Instructions for the task:
Could you change "Found at" to "Located at" throughout the items below and leave everything else untouched?
[START OF Given information]
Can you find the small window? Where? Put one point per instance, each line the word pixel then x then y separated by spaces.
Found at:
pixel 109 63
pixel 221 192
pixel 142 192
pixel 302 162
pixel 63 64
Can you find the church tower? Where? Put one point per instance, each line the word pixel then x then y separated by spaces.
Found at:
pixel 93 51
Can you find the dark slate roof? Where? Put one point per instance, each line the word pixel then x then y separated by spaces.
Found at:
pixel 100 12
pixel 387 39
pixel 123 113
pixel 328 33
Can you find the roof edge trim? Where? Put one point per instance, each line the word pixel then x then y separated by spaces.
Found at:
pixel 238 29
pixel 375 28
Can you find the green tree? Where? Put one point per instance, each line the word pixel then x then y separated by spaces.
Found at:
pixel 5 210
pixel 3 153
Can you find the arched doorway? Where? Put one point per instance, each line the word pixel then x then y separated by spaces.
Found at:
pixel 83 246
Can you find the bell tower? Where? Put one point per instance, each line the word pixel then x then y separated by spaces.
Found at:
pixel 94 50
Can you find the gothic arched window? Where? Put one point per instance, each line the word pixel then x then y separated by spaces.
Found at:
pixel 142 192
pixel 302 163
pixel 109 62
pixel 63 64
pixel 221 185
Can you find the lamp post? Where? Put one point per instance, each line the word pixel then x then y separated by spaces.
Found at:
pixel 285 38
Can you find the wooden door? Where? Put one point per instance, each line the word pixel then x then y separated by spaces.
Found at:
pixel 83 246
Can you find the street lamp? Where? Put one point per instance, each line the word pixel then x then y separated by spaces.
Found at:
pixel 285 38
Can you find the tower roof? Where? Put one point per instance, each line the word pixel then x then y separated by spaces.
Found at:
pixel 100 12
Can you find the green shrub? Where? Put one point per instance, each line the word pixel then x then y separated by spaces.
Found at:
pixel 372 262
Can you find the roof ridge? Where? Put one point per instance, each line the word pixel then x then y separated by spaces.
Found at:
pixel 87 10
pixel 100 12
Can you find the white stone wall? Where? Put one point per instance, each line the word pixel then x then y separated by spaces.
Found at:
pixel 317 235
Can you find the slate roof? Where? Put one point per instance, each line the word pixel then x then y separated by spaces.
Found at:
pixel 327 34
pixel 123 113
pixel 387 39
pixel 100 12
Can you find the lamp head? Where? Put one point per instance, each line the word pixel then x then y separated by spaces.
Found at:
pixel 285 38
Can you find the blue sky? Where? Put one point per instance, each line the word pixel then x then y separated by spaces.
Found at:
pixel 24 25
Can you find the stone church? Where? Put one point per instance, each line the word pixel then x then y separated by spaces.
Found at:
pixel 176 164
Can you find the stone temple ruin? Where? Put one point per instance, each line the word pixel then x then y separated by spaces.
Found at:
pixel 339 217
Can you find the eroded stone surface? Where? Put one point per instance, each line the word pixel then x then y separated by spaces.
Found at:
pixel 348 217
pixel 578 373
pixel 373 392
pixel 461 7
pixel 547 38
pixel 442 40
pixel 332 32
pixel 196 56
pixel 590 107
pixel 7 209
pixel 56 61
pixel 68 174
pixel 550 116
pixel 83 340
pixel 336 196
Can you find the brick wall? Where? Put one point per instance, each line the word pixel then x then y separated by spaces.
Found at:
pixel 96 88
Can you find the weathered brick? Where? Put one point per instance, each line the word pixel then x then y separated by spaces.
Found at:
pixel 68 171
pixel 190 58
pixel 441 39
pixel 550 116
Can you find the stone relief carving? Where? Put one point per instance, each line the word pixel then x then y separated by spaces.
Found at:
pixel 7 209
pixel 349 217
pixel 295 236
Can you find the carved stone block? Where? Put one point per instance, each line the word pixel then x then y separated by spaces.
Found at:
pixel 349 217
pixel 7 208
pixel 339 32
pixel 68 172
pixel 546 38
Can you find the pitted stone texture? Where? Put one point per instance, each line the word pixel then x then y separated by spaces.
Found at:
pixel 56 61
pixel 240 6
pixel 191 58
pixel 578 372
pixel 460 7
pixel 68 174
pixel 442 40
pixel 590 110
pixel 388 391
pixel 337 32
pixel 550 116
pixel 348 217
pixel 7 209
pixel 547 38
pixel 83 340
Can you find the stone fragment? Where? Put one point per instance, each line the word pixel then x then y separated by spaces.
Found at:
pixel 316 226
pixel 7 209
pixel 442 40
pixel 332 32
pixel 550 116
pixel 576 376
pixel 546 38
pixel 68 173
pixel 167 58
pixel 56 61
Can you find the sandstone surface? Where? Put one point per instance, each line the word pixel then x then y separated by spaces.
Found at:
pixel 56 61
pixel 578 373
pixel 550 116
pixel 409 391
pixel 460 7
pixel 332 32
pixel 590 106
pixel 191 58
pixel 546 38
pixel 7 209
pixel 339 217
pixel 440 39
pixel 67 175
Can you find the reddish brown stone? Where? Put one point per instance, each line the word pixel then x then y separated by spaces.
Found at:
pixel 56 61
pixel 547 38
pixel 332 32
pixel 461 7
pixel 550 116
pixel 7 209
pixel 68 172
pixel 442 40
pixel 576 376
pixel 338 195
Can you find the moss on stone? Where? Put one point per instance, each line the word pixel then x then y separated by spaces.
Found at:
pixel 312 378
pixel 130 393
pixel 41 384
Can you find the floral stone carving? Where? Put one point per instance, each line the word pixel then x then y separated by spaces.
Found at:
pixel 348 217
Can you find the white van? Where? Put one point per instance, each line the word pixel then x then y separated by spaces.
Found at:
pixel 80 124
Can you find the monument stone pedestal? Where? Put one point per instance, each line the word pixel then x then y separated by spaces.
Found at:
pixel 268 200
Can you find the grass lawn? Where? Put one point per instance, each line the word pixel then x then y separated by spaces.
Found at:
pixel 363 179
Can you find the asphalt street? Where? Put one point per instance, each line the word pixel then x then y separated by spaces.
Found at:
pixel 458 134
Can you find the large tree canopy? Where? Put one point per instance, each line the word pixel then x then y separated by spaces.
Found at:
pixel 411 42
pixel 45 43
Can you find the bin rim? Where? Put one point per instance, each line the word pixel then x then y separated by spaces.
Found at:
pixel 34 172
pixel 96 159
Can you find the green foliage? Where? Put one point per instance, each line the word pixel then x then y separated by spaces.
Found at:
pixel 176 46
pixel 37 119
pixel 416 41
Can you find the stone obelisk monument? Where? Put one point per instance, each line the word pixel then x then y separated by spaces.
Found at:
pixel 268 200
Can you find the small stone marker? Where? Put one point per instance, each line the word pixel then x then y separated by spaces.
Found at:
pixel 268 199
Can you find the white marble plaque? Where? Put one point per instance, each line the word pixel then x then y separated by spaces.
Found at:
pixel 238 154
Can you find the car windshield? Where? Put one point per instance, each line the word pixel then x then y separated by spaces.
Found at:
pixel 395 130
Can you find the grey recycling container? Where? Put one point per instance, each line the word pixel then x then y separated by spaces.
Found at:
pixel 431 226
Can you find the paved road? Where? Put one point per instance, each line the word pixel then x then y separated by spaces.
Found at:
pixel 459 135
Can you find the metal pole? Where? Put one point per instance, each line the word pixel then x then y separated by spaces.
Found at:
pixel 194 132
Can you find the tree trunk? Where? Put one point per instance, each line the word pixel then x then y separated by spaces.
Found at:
[END OF Given information]
Solution:
Can you find the small window? Where? Put one point per instance, each line the word pixel then x then y separated by spaces.
Located at:
pixel 109 63
pixel 221 192
pixel 142 192
pixel 302 162
pixel 63 64
Can you find the church tower? Where? Put one point per instance, each line the word pixel then x then y separated by spaces.
Located at:
pixel 93 51
Can you find the dark slate roof? Where? Put one point per instance, each line the word pixel then x then y separated by spaces.
Located at:
pixel 100 12
pixel 387 39
pixel 123 113
pixel 328 33
Can you find the roof edge trim? Where? Put one point per instance, each line the word pixel then x then y separated by spaces.
Located at:
pixel 238 29
pixel 375 28
Can you find the green tree? Where? Put one point per instance, each line the word pixel then x then y separated by spaces.
Located at:
pixel 5 210
pixel 3 153
Can you find the arched doorway? Where? Put one point per instance, each line the word pixel then x then y separated by spaces.
Located at:
pixel 83 246
Can you find the bell tower? Where? Put one point per instance, each line the word pixel then x then y separated by spaces.
Located at:
pixel 94 50
Can you find the gothic arched window? Where? Put one point per instance, each line the word pixel then x then y separated by spaces.
Located at:
pixel 142 192
pixel 302 163
pixel 109 62
pixel 63 64
pixel 221 185
Can you find the lamp post? Where? Put one point per instance, each line the word pixel then x then y separated by spaces.
Located at:
pixel 285 38
Can you find the wooden door? Where? Put one point per instance, each line the word pixel then x then y separated by spaces.
Located at:
pixel 83 246
Can you find the street lamp? Where? Put one point per instance, each line the word pixel then x then y separated by spaces.
Located at:
pixel 285 38
Can you find the tower roof? Where? Put one point per instance, each line the word pixel then x then y separated by spaces.
Located at:
pixel 100 12
Can you find the green shrub? Where? Put one point per instance, each line the word pixel then x then y separated by spaces.
Located at:
pixel 372 262
Can you find the roof ridge? Where? Put one point per instance, each line the word pixel then x then y separated by spaces.
Located at:
pixel 87 10
pixel 100 12
Can you find the white stone wall? Where? Put one point per instance, each line the word pixel then x then y separated by spaces.
Located at:
pixel 317 235
Can you find the slate roof? Where? Put one point per instance, each line the word pixel then x then y separated by spaces.
Located at:
pixel 327 34
pixel 123 113
pixel 387 39
pixel 100 12
Can you find the lamp head? Where? Put one point per instance, each line the word pixel then x then y separated by spaces.
Located at:
pixel 285 38
Can you find the blue sky? Where? Put one point per instance, each line the word pixel then x then y separated by spaces.
Located at:
pixel 24 25
Can you find the stone church? Where? Put one point per instance, each line the word pixel then x then y separated by spaces.
Located at:
pixel 176 164
Can you find the stone temple ruin? Where? Put one point per instance, each line the word pixel then x then y separated by spaces.
Located at:
pixel 339 217
Can you find the eroded stone surface? Where? Put one point per instance, each line the word pixel then x then y separated by spaces.
Located at:
pixel 348 217
pixel 578 373
pixel 373 392
pixel 461 7
pixel 547 38
pixel 442 40
pixel 332 32
pixel 196 56
pixel 590 107
pixel 7 209
pixel 56 61
pixel 68 174
pixel 550 116
pixel 83 340
pixel 336 196
Can you find the brick wall? Where? Put one point per instance, each line the word pixel then x then y separated by spaces.
Located at:
pixel 96 88
Can you find the weathered brick? Where? Put one point per instance, each line the word pixel then x then y separated by spaces.
Located at:
pixel 68 171
pixel 190 58
pixel 441 39
pixel 550 116
Can you find the stone relief carving? Where? Put one point per instance, each line the word pixel then x then y separated by spaces.
Located at:
pixel 7 209
pixel 349 217
pixel 295 236
Can you find the carved stone block? Where? Put one point per instance, each line the word pixel then x then y separated by spaces.
Located at:
pixel 349 217
pixel 7 208
pixel 339 32
pixel 68 172
pixel 546 38
Can you find the pitted stone texture? Where? Put one point per instance, each line the word pixel then x then y separated by spaces.
Located at:
pixel 56 61
pixel 240 6
pixel 191 58
pixel 578 372
pixel 460 7
pixel 68 174
pixel 442 40
pixel 590 110
pixel 388 391
pixel 337 32
pixel 550 116
pixel 348 217
pixel 7 209
pixel 547 38
pixel 83 340
Can you find the stone fragment? Where? Put one point per instance, each line the word pixel then x then y separated by spaces.
Located at:
pixel 316 226
pixel 7 209
pixel 442 40
pixel 332 32
pixel 550 116
pixel 576 376
pixel 546 38
pixel 68 173
pixel 167 58
pixel 56 61
Can you find the sandstone surface? Where? Put one point per instance, each line the word pixel then x then y separated by spaces.
Located at:
pixel 56 61
pixel 578 373
pixel 550 116
pixel 409 391
pixel 460 7
pixel 332 32
pixel 590 106
pixel 191 58
pixel 546 38
pixel 7 209
pixel 339 217
pixel 440 39
pixel 67 175
Can you find the reddish brown stone? Where? Put one point per instance, each line the word pixel then x then y separated by spaces.
Located at:
pixel 56 61
pixel 547 38
pixel 332 32
pixel 461 7
pixel 550 116
pixel 7 209
pixel 68 172
pixel 442 40
pixel 576 376
pixel 338 195
Can you find the moss on stone? Where? Put one point per instance, each line the word pixel then x then y separated by spaces.
Located at:
pixel 312 378
pixel 130 393
pixel 41 384
Can you find the floral stone carving? Where? Put one point per instance, each line the word pixel then x then y separated by spaces.
Located at:
pixel 348 217
Can you find the white van? Where? Put one point per instance, each line the word pixel then x then y separated by spaces.
Located at:
pixel 80 124
Can you find the monument stone pedestal? Where? Put one point per instance, each line the word pixel then x then y separated by spaces.
Located at:
pixel 268 200
Can you find the grass lawn? Where? Put one point per instance, each line the word pixel then x then y separated by spaces.
Located at:
pixel 363 179
Can you find the asphalt street? Where? Put one point per instance, each line the word pixel then x then y separated by spaces.
Located at:
pixel 458 134
Can you find the large tree canopy? Where? Put one point per instance, each line the word pixel then x then y separated by spaces.
Located at:
pixel 411 42
pixel 45 43
Can you find the bin rim? Where? Put one point per instance, each line the word pixel then x then y separated by spaces.
Located at:
pixel 34 172
pixel 96 159
Can you find the green foliage? Where? Put one point per instance, each line the word pixel then x then y separated by spaces.
Located at:
pixel 176 46
pixel 37 119
pixel 416 41
Can you find the stone obelisk monument? Where? Put one point per instance, each line the word pixel then x then y separated by spaces.
Located at:
pixel 268 200
Can you find the small stone marker? Where? Put one point per instance, each line the word pixel then x then y separated by spaces.
Located at:
pixel 268 199
Can you find the white marble plaque? Where? Put one point per instance, each line the word pixel then x then y separated by spaces.
Located at:
pixel 238 154
Can you find the car windshield? Where? Put one point per instance, each line the word pixel then x then y separated by spaces.
Located at:
pixel 395 130
Can you find the grey recycling container? Where? Put one point per instance, each line the word pixel then x then y separated by spaces.
Located at:
pixel 431 226
Can you find the paved road? Where? Put one point per instance, each line the word pixel then x then y separated by spaces.
Located at:
pixel 459 135
Can you find the metal pole? Where? Put one point per instance, each line the word pixel then x then y separated by spaces.
Located at:
pixel 194 132
Can you find the tree trunk? Where? Put one point per instance, each line the word pixel then x then y separated by spaces.
Located at:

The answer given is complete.